Exercise directions:
Switch "heron's" to "egret's" in the listing, covering everything from the line containing "Find and box each heron's rust-colored neck." down to the line containing "[1121,293,1277,351]", both included. Return only those lines, with everything else left unchanged.

Image entries on named regions
——————————
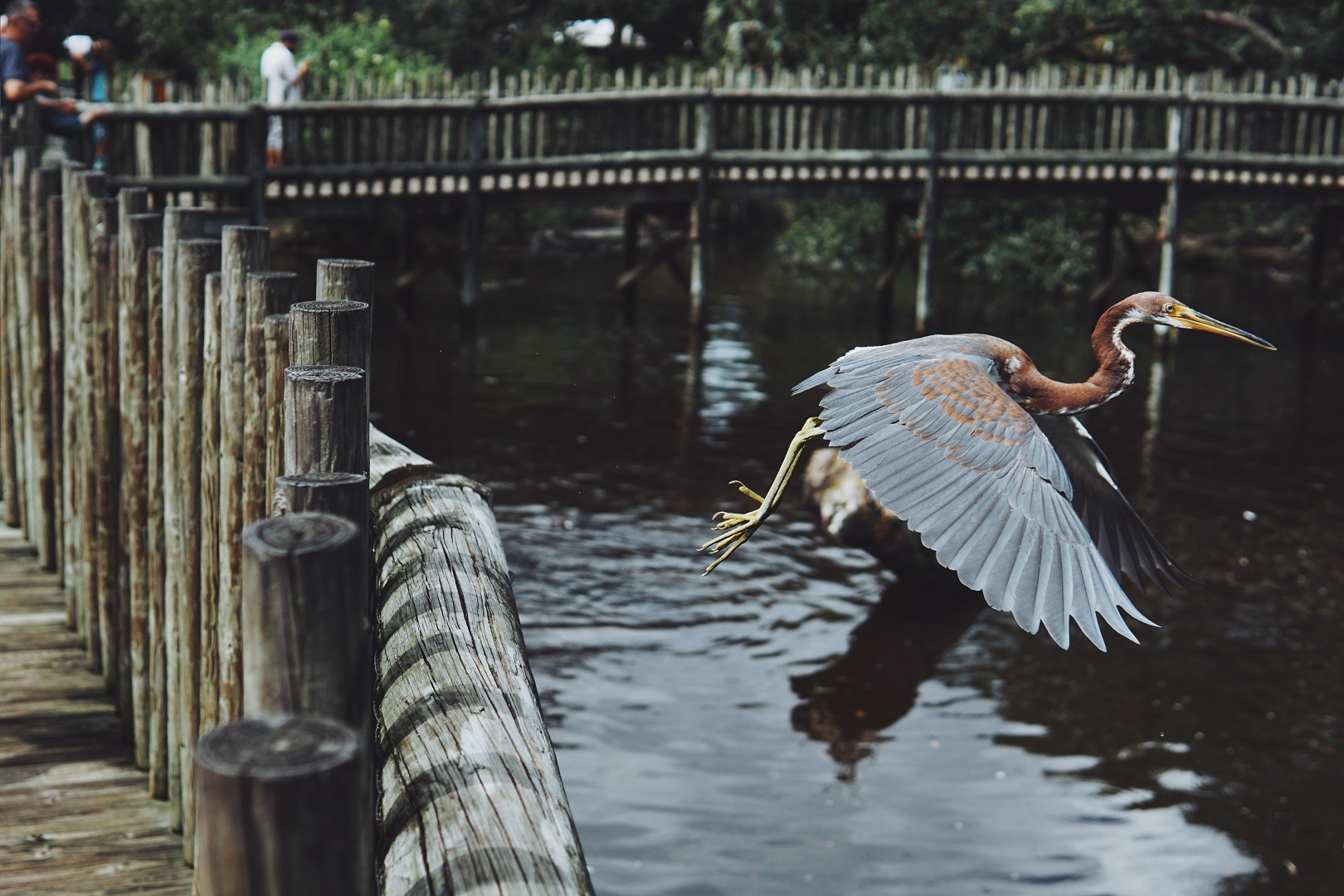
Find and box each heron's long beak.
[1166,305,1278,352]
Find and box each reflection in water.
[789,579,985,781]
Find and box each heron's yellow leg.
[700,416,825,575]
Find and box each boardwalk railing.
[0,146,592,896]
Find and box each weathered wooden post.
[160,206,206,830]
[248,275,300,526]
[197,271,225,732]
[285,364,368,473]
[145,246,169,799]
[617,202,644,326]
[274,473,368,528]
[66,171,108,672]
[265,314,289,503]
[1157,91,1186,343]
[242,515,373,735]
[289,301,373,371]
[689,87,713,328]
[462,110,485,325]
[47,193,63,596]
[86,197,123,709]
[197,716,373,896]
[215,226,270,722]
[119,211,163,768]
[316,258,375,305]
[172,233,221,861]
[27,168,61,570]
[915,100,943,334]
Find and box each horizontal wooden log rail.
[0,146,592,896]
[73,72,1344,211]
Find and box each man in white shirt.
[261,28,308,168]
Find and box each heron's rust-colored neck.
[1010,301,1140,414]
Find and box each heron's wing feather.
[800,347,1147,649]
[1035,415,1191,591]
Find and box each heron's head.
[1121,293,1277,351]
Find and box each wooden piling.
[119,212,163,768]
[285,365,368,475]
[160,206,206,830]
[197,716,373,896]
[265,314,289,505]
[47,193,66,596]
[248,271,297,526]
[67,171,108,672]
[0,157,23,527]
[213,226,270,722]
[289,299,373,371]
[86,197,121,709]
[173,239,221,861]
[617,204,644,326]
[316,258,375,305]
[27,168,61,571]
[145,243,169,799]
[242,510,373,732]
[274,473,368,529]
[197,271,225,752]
——————————
Final result:
Find and box each egret's rust-colored neck.
[1010,301,1140,414]
Find and box each egret's wing feather.
[800,347,1147,649]
[1035,415,1191,591]
Find and box each egret's head.
[1121,293,1277,351]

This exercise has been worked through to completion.